═══ DATA IN THIS EXERCISE ═══

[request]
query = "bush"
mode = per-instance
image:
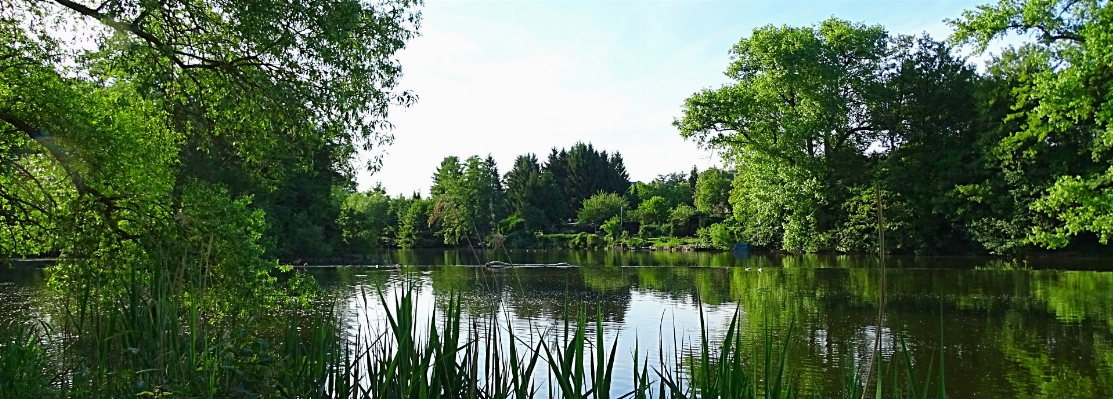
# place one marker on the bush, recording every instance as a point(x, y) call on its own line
point(720, 235)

═══

* **YOUR OBJECTIVE**
Give the listing above again in its entirety and exactly; do not include the pictures.

* **ANSWER AREA**
[request]
query = "bush"
mode = per-instance
image:
# place one marker on the bush, recording every instance as a point(x, y) call on its own line
point(720, 235)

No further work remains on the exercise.